— start Listing —
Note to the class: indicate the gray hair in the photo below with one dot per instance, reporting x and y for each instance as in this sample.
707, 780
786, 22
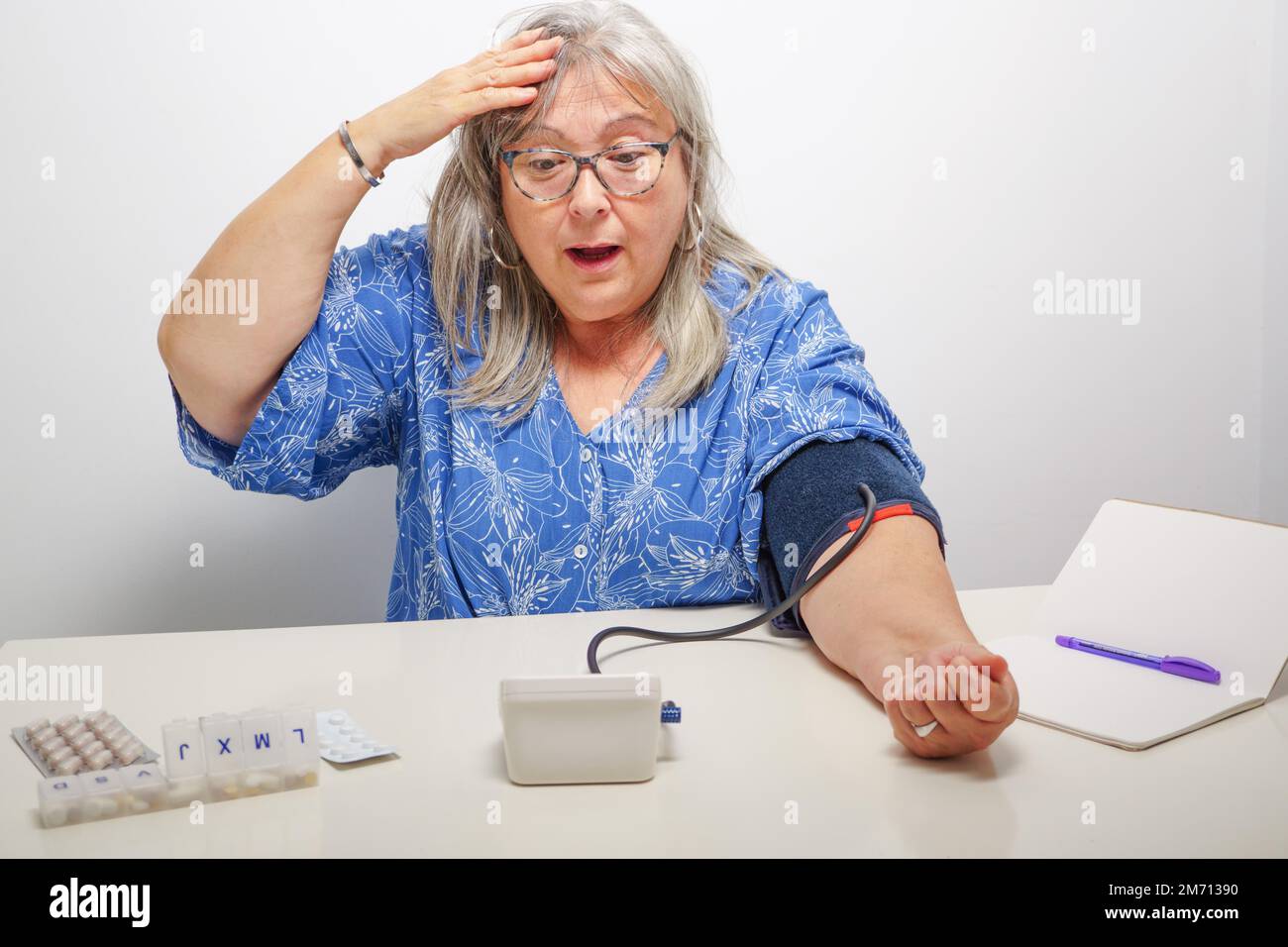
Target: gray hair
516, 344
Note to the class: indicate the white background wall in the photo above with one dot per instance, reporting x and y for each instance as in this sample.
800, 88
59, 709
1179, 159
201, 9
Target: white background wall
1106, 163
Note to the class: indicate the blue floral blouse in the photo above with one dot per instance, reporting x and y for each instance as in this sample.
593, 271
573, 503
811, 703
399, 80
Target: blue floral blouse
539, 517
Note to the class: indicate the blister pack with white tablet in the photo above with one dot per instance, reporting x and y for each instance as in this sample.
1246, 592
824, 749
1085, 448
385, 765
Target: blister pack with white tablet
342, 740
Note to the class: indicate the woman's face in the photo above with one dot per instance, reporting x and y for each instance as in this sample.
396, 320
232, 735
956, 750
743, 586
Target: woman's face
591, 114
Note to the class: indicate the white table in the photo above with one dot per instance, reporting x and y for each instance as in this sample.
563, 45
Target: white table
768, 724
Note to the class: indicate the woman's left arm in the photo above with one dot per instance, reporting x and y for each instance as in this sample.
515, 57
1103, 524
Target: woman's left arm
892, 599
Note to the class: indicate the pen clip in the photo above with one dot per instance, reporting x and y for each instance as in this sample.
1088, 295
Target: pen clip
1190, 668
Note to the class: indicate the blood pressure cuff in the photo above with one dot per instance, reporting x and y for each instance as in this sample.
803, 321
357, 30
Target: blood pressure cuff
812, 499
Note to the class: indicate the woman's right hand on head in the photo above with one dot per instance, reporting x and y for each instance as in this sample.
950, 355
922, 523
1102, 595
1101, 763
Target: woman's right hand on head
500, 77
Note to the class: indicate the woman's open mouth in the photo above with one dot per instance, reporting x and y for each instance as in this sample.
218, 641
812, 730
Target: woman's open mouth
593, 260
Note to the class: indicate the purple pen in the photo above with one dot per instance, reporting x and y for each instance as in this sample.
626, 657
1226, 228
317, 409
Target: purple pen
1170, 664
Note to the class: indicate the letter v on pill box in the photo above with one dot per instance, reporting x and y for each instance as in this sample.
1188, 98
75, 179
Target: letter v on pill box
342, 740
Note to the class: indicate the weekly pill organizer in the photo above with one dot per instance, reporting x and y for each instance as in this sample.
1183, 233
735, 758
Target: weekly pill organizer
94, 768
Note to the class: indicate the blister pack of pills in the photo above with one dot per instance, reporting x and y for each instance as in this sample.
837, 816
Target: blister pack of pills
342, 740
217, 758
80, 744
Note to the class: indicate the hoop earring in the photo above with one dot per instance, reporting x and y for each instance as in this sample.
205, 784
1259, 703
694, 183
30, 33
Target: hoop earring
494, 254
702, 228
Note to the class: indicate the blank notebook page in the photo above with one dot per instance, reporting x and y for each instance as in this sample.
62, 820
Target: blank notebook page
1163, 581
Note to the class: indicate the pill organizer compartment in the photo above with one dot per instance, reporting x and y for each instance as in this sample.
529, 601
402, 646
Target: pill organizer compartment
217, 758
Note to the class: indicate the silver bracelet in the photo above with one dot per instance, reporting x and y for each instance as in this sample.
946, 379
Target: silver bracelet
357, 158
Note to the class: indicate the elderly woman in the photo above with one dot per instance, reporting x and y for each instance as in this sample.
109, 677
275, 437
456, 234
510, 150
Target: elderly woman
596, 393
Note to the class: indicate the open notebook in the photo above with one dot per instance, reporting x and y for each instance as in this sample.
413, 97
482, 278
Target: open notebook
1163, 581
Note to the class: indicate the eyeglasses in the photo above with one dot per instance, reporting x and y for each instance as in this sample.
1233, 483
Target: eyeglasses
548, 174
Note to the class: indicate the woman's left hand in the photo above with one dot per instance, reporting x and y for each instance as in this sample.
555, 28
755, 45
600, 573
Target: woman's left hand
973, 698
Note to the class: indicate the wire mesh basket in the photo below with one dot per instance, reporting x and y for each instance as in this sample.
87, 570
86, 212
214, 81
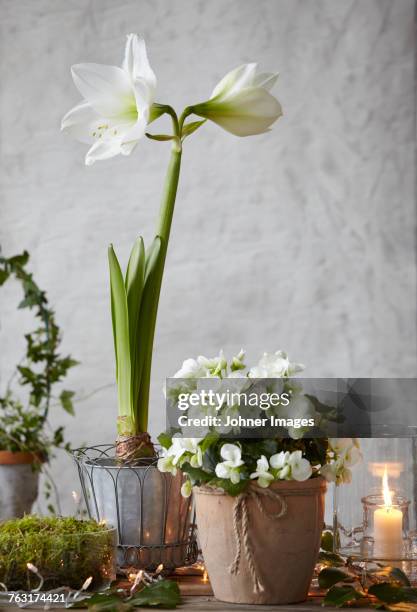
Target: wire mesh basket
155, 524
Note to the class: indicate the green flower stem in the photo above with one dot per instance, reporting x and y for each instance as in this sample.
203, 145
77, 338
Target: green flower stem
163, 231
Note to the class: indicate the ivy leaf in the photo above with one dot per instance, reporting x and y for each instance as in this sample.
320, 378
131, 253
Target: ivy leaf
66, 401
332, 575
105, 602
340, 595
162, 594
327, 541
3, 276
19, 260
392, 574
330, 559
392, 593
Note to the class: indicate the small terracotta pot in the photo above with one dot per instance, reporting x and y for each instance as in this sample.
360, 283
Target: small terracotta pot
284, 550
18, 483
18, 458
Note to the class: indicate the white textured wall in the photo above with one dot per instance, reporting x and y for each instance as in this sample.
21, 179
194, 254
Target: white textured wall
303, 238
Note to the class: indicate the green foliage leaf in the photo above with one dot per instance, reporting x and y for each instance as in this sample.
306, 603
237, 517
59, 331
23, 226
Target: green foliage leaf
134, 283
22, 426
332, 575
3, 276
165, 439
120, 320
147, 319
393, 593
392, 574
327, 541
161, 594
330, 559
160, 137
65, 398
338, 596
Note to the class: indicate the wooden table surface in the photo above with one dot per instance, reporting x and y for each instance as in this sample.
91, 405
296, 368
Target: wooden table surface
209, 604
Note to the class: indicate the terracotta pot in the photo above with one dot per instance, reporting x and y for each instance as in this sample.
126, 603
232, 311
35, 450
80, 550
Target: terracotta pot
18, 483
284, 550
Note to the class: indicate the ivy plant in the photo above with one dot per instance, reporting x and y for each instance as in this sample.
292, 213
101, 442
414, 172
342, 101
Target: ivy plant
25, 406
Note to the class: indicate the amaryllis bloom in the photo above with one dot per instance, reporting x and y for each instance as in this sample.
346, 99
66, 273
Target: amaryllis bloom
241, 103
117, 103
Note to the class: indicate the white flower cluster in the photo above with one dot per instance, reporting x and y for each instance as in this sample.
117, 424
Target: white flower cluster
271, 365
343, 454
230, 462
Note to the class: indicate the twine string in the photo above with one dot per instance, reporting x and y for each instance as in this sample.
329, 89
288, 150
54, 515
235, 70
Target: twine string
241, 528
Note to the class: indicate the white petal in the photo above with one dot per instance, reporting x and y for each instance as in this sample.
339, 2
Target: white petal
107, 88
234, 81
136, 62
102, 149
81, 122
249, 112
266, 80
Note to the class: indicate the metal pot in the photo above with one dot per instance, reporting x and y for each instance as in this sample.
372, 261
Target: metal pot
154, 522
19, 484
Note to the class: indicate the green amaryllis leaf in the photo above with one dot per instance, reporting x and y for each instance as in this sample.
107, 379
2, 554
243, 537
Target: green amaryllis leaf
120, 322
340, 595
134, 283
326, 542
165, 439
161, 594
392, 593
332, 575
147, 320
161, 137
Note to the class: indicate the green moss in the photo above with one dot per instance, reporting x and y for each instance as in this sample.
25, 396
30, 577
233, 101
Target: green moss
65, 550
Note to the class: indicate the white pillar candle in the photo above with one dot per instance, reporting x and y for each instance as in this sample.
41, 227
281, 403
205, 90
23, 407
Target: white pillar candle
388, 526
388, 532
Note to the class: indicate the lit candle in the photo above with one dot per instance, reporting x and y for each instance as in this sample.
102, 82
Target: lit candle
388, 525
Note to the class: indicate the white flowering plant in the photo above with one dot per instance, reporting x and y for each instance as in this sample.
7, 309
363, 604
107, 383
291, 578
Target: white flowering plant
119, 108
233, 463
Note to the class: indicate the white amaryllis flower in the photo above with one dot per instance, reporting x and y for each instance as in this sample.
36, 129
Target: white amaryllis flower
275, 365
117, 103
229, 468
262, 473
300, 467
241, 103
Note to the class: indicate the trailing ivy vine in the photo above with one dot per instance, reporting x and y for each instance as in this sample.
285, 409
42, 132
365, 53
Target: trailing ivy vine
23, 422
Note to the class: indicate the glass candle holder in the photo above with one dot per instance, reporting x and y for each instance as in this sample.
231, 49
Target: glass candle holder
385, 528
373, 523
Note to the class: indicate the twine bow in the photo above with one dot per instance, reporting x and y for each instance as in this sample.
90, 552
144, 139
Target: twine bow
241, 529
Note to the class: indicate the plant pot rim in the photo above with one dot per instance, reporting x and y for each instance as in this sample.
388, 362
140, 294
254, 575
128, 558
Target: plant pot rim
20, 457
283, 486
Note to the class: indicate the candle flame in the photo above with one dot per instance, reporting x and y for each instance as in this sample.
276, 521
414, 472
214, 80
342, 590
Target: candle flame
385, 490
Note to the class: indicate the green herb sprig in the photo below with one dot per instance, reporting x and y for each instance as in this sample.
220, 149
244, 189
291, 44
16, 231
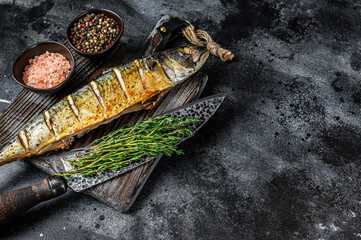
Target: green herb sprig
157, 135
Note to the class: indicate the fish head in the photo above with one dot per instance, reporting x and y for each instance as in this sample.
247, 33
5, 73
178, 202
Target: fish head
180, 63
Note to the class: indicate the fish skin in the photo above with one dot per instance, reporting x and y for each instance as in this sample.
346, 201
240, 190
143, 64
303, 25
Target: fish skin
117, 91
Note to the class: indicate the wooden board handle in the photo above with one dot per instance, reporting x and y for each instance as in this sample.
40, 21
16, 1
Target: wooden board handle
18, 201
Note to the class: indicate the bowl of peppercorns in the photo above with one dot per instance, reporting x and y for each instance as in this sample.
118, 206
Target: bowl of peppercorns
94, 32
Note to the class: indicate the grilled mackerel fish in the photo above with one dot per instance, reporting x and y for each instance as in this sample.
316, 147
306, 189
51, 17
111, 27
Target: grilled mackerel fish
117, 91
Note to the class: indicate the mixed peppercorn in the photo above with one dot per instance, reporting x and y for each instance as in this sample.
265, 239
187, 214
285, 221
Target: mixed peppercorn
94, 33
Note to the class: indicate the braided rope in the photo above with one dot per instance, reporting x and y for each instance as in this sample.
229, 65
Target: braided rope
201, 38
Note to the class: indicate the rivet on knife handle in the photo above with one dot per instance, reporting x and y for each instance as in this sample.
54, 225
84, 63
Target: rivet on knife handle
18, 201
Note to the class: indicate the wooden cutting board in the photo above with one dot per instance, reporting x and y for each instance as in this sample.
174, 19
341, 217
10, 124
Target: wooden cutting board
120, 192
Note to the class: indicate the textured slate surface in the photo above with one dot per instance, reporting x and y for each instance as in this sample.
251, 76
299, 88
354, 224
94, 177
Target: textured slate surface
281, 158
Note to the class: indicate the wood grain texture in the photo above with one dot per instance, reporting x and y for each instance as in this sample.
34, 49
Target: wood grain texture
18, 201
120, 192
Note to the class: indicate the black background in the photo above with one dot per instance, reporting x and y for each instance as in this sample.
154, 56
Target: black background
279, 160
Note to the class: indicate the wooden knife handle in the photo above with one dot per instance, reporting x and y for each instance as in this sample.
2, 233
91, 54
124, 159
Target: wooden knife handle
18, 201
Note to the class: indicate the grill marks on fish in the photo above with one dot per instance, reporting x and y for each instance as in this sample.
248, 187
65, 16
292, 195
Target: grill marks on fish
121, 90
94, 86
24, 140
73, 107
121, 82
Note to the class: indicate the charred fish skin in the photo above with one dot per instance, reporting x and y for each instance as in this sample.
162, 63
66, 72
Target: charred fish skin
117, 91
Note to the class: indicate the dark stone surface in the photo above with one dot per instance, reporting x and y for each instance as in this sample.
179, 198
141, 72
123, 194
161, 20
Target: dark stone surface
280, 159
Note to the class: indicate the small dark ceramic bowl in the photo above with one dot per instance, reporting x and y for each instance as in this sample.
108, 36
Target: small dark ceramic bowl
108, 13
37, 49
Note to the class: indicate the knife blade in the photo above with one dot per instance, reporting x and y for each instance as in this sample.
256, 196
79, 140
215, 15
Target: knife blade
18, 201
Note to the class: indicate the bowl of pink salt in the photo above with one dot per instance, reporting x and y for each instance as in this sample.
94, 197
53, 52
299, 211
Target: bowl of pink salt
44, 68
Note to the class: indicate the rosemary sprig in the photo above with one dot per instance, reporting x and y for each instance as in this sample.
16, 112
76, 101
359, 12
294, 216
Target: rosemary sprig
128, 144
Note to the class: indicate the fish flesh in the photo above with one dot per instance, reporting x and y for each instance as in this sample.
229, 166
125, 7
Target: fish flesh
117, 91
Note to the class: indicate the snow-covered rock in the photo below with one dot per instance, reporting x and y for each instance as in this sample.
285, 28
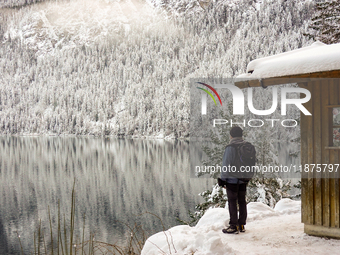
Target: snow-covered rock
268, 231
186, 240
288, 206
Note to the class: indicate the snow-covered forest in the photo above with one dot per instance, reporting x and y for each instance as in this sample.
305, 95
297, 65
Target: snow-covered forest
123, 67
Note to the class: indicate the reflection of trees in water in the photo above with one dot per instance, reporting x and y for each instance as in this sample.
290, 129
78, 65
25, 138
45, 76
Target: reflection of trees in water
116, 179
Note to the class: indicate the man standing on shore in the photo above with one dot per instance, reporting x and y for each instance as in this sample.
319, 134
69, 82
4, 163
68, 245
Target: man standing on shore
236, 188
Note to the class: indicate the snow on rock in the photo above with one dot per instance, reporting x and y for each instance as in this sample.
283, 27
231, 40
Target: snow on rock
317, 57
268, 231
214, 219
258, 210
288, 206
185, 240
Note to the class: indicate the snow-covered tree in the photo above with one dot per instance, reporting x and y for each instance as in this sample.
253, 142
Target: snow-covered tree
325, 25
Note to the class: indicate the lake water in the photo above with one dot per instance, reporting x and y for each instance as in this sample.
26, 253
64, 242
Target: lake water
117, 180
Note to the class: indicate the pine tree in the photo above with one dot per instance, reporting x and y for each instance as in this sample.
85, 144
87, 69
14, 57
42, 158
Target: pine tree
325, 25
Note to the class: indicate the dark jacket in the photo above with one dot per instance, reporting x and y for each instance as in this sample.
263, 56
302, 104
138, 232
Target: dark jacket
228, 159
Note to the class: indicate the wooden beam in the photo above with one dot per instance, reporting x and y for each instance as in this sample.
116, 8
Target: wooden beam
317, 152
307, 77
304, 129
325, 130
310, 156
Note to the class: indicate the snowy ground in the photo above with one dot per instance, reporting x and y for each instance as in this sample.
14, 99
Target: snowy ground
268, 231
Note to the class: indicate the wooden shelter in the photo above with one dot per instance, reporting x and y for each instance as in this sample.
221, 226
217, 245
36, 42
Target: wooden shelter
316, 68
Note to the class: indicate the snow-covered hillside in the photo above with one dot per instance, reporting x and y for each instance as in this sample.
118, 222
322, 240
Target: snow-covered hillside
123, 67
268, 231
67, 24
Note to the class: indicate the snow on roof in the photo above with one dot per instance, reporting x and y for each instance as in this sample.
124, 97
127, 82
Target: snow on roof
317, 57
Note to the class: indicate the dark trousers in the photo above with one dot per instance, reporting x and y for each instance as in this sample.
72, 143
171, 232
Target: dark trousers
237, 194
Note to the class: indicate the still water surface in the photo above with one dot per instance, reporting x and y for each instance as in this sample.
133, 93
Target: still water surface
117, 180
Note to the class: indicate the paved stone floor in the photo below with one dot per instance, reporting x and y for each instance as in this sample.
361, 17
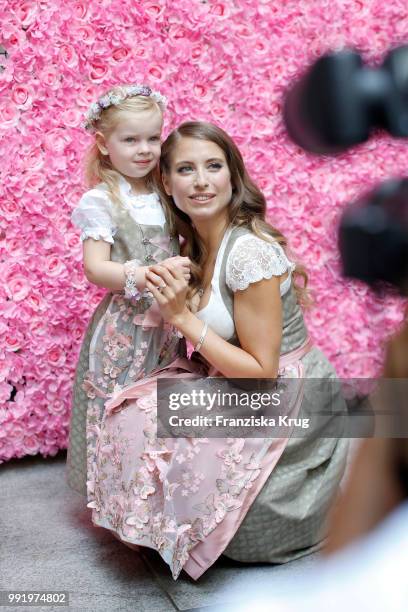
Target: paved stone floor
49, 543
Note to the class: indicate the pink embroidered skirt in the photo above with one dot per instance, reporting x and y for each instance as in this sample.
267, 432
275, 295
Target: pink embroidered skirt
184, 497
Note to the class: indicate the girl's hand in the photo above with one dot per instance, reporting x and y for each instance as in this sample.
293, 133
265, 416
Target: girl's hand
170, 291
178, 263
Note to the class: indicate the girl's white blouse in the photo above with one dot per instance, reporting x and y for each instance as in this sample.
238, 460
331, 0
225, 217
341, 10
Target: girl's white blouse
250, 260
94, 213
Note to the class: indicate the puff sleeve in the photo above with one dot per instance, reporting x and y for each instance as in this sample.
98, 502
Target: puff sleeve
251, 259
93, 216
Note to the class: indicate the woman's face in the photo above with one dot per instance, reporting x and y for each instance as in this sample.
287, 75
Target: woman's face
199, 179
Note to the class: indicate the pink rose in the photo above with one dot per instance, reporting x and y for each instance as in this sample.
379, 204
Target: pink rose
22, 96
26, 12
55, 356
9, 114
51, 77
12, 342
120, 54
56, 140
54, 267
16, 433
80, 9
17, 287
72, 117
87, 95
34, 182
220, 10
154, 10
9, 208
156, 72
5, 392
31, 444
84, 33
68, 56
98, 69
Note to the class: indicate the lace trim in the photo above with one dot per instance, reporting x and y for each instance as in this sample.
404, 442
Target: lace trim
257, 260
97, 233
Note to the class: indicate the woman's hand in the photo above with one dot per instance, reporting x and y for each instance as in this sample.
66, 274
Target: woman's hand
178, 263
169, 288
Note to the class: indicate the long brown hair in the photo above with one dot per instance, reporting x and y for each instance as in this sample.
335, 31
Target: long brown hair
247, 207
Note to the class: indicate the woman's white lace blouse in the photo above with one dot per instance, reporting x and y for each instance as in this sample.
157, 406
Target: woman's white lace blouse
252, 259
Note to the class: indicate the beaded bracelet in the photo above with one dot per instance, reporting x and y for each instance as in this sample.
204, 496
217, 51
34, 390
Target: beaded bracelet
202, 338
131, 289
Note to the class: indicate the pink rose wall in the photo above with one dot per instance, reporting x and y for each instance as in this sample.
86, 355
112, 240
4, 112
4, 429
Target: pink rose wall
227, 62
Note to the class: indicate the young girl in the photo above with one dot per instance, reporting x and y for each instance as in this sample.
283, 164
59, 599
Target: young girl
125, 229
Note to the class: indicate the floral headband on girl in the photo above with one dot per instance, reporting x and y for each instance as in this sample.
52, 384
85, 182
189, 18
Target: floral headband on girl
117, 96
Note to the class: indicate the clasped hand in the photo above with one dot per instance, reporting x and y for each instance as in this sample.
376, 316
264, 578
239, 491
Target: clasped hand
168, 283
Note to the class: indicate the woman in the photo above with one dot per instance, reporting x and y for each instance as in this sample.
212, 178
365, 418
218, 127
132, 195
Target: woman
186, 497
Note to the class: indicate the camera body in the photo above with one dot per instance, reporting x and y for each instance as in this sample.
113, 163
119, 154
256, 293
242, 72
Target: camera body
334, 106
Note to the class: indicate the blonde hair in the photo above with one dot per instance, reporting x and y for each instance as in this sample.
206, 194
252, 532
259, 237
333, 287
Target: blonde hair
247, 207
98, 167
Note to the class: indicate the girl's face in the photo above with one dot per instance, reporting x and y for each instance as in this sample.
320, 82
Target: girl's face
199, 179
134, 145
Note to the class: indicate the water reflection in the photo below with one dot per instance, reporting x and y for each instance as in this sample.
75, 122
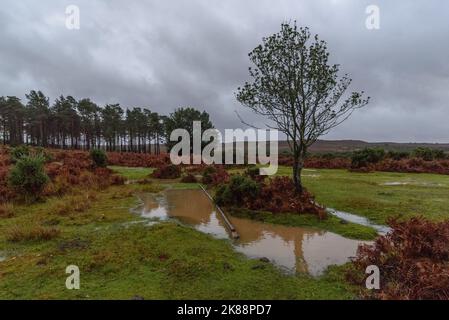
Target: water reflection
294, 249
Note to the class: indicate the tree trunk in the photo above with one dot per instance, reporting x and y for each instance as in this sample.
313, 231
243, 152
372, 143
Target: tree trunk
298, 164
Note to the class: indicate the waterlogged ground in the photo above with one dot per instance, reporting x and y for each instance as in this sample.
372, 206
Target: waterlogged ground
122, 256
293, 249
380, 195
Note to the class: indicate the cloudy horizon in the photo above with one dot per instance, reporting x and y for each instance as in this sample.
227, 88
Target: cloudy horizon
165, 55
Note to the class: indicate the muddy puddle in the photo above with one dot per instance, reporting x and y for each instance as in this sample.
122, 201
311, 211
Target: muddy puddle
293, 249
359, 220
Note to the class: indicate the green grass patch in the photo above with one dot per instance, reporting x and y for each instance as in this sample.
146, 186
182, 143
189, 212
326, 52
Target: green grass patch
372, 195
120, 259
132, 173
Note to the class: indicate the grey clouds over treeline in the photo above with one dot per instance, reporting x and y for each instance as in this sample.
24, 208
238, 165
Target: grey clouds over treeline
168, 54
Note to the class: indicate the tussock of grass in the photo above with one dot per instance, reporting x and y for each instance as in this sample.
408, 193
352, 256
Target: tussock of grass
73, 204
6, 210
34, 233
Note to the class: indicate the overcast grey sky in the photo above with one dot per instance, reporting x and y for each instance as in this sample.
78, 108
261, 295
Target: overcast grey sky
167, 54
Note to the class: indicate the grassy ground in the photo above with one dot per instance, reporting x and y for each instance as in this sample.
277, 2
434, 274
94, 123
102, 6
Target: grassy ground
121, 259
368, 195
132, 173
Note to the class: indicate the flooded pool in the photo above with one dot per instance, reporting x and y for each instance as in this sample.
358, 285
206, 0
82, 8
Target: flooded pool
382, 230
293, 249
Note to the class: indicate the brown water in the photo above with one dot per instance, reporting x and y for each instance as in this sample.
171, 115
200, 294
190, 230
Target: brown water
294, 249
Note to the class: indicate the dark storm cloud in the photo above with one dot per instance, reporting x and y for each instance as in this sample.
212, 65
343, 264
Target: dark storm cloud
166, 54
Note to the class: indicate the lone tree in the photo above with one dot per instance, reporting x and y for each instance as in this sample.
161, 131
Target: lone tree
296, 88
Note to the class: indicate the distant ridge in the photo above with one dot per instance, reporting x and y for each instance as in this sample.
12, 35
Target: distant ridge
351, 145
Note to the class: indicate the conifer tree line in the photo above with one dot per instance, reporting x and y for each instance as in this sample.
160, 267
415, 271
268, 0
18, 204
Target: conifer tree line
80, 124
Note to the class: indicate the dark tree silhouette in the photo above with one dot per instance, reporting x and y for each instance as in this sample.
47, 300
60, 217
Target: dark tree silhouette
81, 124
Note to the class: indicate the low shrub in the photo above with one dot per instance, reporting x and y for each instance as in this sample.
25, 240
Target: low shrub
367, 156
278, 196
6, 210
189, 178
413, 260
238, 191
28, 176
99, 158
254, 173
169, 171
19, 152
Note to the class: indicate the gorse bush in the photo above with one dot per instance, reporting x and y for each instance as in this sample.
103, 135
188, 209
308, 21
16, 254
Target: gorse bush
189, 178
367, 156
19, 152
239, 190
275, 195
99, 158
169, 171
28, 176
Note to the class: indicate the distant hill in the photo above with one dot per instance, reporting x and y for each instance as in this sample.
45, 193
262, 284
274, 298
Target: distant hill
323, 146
— end Listing —
= Task prompt =
Write out again, exactly, the lines from the one holding "Note to the class: indicate the dark tree" through the end of the listing, with both ends included.

= In response =
Note to the class: indicate the dark tree silhouette in the photo above with one dot per instance, reporting x and y for each instance as in this sample.
47, 300
60, 217
Target: dark tree silhouette
81, 124
Note to the class: indicate the low shrub in the photo above with one dot per instance, reporting x and y for each instance as in this sample.
25, 240
Target: low shrub
367, 156
278, 196
6, 210
189, 178
413, 260
238, 191
28, 176
99, 158
254, 173
169, 171
19, 152
Note to the class: indicate the gorse bush in the photo above with one dot per instance, reporting x and y for each instance as in this sample.
103, 135
188, 209
308, 21
16, 254
Target: gorse bush
189, 178
367, 156
19, 152
239, 190
275, 195
99, 158
169, 171
28, 176
Note to the class: indicate the distant hill in the photo above with one dot per instance, reporting x and y for each instance as in this sample.
45, 193
262, 284
274, 298
Target: distant hill
323, 146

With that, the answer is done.